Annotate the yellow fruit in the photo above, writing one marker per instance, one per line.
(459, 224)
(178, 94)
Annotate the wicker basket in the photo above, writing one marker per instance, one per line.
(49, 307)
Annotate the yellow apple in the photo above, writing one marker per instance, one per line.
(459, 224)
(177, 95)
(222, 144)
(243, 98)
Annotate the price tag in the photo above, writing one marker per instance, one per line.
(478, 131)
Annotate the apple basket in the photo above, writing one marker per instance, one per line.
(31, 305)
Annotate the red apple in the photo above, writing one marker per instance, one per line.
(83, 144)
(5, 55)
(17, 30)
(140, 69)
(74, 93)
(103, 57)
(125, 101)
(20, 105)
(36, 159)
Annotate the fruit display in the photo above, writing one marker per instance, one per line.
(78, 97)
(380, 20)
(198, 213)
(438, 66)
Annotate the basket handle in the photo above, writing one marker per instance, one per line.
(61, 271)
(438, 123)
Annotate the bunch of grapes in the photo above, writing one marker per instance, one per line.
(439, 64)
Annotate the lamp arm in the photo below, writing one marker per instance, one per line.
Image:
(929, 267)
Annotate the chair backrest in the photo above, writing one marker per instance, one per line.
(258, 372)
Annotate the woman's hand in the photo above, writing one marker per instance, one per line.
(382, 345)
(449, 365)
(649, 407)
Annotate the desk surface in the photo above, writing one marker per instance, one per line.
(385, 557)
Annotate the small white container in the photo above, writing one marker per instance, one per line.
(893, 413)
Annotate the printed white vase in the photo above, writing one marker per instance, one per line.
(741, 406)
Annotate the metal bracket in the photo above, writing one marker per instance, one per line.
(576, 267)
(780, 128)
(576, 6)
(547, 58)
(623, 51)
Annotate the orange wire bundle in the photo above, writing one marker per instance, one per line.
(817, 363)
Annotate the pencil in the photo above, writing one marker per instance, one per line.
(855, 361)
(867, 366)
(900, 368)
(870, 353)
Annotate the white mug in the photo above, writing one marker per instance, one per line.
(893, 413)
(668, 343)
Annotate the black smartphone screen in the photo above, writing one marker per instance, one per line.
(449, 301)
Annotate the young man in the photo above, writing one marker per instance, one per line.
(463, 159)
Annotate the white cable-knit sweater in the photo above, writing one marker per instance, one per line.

◆ ◆ ◆ ◆

Every word of every entry must be returned as it appears.

RESULT:
Annotate the yellow fruit in the photo above, writing one marker per instance, one per line.
(459, 224)
(178, 94)
Annotate the wicker basket in the photo above, writing one marker per instance, one per line.
(49, 307)
Annotate the yellow apple in the photo above, writing one marker per instance, one per line.
(459, 224)
(177, 95)
(222, 144)
(243, 98)
Annotate the price tag in the photo above, writing one marker per instance, one per line.
(478, 131)
Annotate the apple basket in the photo above, writing one marker per instance, one per line.
(31, 305)
Annotate the red apple in the photo above, writing one marker per instance, one per line.
(83, 144)
(5, 55)
(17, 30)
(140, 69)
(74, 93)
(103, 57)
(125, 101)
(20, 105)
(36, 159)
Annotate the fruit display in the photo above, writing one marker per instance, one per line.
(78, 97)
(380, 20)
(198, 213)
(438, 66)
Annotate the basket handle in the photo above, writing one marker per instance, one per line.
(61, 271)
(438, 123)
Annotate the bunch of grapes in the photo above, writing one marker per instance, one per line.
(439, 64)
Annotate the lamp arm in the photo below, writing one marker per instance, one per line.
Image:
(929, 267)
Annotate the chair backrest in the photo above, writing one marker per instance, one per line.
(258, 372)
Annotate the woman's hand in the photo above, writing one marker per instance, one per line.
(382, 345)
(449, 365)
(649, 407)
Annotate the desk surface in the photo above, writing one marker per instance, one per line.
(385, 557)
Annotate the small white container in the photo above, writing one marker per instance, one per line.
(893, 413)
Annotate the printed white vase in the photo above, writing one marker per instance, one per line.
(741, 406)
Annotate the metal bracket in the photo above, writing one marker per instance, one per line.
(576, 267)
(780, 128)
(576, 6)
(547, 58)
(623, 51)
Annotate the orange wire bundle in the photo above, writing one marker per instance, one per line.
(817, 363)
Annotate the pencil in the photo above, writing one marker per instance, one per line.
(855, 361)
(867, 366)
(900, 368)
(870, 353)
Annotate the white mug in the photo above, writing one marker per instance, one per line.
(893, 413)
(668, 343)
Annotate the black smartphone screen in the photo above, writing one marker per instance, one per line.
(449, 301)
Annotate the young man in the photo above, writing one marker per instance, one per line.
(463, 159)
Annotate the white cable-knit sweater in the photo above, writing one marker per instance, one per line.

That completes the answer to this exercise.